#### PASSAGE TO READ:
Aarya cast: Sushmita Sen, Chandrachur Singh, Vikas Kumar, Ankur Bhatia, Sikander Kher, Namit Das, Manish Chaudhary, Jayant Kriplani, Sohaila Kapur, Maya Sarao, Priyasha Bhardwaj, Sugandha Garg, Alexx O’Neil, Vishwajeet Pradhan, Jagdish Purohit, Flora Saini, Virti Vaghani, Viren Vazirani, Pratyaksh Panwar, Joy Sengupta
Aarya directors: Ram Madhvani, Sandeep Modi, Vinod Rawat
Aarya rating: 3 stars
Watching Aarya reminds you of how well it incorporates that classic phrase, ‘even in the best families’. From the outside, Aarya Sareen, a supremely fit, still-stunning mother of three, seems to have everything: loving husband, luxe life, no problems other than to choose the outfit of the day from a seriously classy wardrobe. Scratch a little, though, and out spill several cans of wriggly worms, which keep us busy watching through the nine episodes of the web series, created by Ram Madhvani. Yes, there’s dirt and grime under all that glitter, and that happens in the best of families.
Based on Spanish series Penoza, Aarya gives us the story (co-written by Sandeep Singh Srivastava and Anu Singh Choudhary) of a woman who is catapulted into the hot-seat of her dodgy family business. After initial reluctance, she takes charge, growing in confidence and aplomb, facing down one challenge after another: how do you react when what you thought was a pharmaceutical concern has a dark underbelly? (‘Afeem se dawaai banti hai, aur heroin bhi’ is the adage the family lives by) How do you respond when your near and dear ones, people whom you thought had your back, turn out to be snakes? Simple. When you are a woman whose sole concern is to protect her family, you steel yourself, and step up to the plate. Or, as in this case, you pick up a gun.

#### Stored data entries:
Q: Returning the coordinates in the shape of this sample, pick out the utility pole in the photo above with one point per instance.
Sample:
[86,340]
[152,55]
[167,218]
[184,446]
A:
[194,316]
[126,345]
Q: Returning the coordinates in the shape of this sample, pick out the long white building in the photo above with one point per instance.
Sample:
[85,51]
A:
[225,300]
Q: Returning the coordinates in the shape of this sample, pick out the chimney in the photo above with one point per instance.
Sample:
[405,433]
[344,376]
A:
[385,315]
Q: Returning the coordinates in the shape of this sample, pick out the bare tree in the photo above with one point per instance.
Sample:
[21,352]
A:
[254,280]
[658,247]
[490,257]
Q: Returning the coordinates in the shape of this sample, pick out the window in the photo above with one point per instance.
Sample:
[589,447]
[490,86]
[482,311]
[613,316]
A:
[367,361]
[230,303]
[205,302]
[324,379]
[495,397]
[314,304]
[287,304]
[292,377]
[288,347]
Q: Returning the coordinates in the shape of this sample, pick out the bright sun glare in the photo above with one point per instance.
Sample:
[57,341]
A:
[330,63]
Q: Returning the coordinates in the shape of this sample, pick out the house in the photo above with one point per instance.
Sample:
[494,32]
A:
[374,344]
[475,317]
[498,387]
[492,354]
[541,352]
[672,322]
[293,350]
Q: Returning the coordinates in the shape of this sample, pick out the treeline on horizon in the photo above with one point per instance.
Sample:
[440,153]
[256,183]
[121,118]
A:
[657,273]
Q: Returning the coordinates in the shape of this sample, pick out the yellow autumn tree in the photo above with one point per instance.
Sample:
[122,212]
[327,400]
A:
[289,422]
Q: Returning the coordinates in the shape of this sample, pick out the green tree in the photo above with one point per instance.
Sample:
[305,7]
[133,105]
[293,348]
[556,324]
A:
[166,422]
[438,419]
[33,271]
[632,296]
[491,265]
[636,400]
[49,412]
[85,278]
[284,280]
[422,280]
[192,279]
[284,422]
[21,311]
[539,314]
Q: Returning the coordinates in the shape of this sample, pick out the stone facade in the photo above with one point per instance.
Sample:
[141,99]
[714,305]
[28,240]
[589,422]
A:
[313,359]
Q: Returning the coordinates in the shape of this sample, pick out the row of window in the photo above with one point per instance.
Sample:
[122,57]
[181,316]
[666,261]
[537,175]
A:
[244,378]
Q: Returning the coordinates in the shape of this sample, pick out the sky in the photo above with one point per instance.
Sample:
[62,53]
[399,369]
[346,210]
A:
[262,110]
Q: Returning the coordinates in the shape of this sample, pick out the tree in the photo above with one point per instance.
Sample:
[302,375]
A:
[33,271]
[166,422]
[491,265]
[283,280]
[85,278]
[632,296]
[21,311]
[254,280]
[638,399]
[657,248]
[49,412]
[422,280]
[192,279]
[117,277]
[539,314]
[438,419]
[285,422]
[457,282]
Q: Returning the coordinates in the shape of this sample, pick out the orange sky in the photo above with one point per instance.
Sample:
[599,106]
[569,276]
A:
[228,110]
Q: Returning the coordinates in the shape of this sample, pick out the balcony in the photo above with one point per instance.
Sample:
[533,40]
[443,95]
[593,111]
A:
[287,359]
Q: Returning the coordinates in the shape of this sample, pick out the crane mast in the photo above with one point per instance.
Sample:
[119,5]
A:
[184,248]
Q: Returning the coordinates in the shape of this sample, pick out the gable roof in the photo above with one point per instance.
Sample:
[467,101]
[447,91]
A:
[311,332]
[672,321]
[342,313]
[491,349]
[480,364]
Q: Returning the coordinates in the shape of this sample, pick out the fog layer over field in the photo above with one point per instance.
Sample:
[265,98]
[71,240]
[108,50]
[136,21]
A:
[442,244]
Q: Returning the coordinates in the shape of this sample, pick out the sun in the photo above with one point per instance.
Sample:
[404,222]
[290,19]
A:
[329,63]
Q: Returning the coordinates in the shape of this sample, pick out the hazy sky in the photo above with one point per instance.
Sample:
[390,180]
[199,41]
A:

#### EXERCISE A:
Write out the part of the Aarya review that opens with the words containing "Based on Spanish" and closes with "pick up a gun.".
#### EXERCISE B:
Using the Aarya review, decide whether each statement agrees with it. Answer yes or no and quote the deciding words.
(i) The web series runs for nine episodes.
(ii) Aarya is based on a Spanish series.
(iii) The review gives the series four stars.
#### EXERCISE C:
According to the Aarya review, who co-wrote the story of the series?

#### TASK OUTPUT A:
Based on Spanish series Penoza, Aarya gives us the story (co-written by Sandeep Singh Srivastava and Anu Singh Choudhary) of a woman who is catapulted into the hot-seat of her dodgy family business. After initial reluctance, she takes charge, growing in confidence and aplomb, facing down one challenge after another: how do you react when what you thought was a pharmaceutical concern has a dark underbelly? (‘Afeem se dawaai banti hai, aur heroin bhi’ is the adage the family lives by) How do you respond when your near and dear ones, people whom you thought had your back, turn out to be snakes? Simple. When you are a woman whose sole concern is to protect her family, you steel yourself, and step up to the plate. Or, as in this case, you pick up a gun.

#### TASK OUTPUT B:
(i) Yes: "the nine episodes of the web series"
(ii) Yes: "Based on Spanish series Penoza"
(iii) No: "Aarya rating: 3 stars"

#### TASK OUTPUT C:
Sandeep Singh Srivastava and Anu Singh Choudhary.